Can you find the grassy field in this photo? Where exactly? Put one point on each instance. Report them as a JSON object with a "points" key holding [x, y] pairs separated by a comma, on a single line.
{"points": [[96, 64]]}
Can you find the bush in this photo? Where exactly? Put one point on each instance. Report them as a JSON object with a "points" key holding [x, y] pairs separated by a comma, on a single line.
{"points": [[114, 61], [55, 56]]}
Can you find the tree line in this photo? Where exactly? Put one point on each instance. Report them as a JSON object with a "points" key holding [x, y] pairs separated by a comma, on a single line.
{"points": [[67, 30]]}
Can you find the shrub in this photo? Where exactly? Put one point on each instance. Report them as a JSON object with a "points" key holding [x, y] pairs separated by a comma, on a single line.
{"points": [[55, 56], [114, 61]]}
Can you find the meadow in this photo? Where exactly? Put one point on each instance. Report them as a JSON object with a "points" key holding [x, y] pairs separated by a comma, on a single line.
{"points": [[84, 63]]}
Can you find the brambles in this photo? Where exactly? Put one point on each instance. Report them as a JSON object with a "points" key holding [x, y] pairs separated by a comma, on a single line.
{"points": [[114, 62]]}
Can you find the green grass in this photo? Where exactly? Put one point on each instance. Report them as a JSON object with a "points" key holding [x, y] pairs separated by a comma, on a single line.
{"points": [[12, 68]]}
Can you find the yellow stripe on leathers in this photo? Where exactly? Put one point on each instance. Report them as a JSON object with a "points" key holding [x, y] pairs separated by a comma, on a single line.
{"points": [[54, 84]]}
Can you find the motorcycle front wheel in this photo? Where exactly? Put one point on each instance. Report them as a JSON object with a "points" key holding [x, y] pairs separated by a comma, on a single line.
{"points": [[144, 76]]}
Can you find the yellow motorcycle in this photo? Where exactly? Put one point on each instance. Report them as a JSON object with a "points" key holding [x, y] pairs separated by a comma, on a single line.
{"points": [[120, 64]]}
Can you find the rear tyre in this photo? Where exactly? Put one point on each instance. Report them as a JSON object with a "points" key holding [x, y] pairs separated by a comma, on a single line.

####################

* **EXERCISE DETAILS**
Reproduce every line of the material above exactly.

* **WRITTEN SOLUTION**
Can you find the grassy field in this photo? Where exactly? Put one point on each instance. Report them as a JSON object with a "points" key holding [x, y] pairs separated by a comma, on a single line.
{"points": [[96, 64]]}
Can you find the bush in this photo? Where exactly? Put one point on each instance. Report them as a JSON object with a "points" key holding [x, y] pairs separated by a comma, on a single line.
{"points": [[114, 61], [55, 56]]}
Can you find the tree line in this photo? Where exactly? Put one point on each instance. Report them as a JSON object with a "points" key holding [x, y] pairs separated by a comma, on a single line.
{"points": [[67, 30]]}
Can you find the shrub in this photo? Where exactly? Put one point on each instance. Report them as a JSON object with a "points" key holding [x, y] pairs separated by a comma, on a single line.
{"points": [[55, 56], [114, 61]]}
Can you find the meadow in this photo? Where exactly? Put one point on each instance. Report them as a JSON object with a "points" key holding [x, y] pairs separated by a comma, on a single line.
{"points": [[84, 63]]}
Can you find the brambles in this photo? Where exactly? Put one point on each instance. Report them as a JSON object with a "points" key holding [x, y] pairs separated by a comma, on a single line.
{"points": [[114, 62]]}
Can you find the green grass in this photo? Where exactly? Put one point on each instance. Report them as a JSON object with a "points" key holding [x, y] pairs separated by a comma, on a single line.
{"points": [[12, 68]]}
Can you find the yellow stripe on leathers in this photo? Where exactly? Put one point on each instance. Report them as a JSON object with a "points" key holding [x, y] pairs separated by a comma, on a single line.
{"points": [[54, 84]]}
Can you find the motorcycle front wheel in this photo? Where exactly? Put one point on each instance. Report them as a JSON object with a "points" key holding [x, y] pairs separated by a comma, on a single line.
{"points": [[144, 76]]}
Can you find the yellow motorcycle in this photo? Where exactly? Put one point on each instance. Report them as a JSON object with a "points" key holding [x, y] pairs separated by a comma, on a single line.
{"points": [[120, 64]]}
Can you find the rear tyre in this photo? Where exactly? Put one point on each instance. Report them as a JSON object with a "points" key holding [x, y] pairs separated by a comma, on a single line.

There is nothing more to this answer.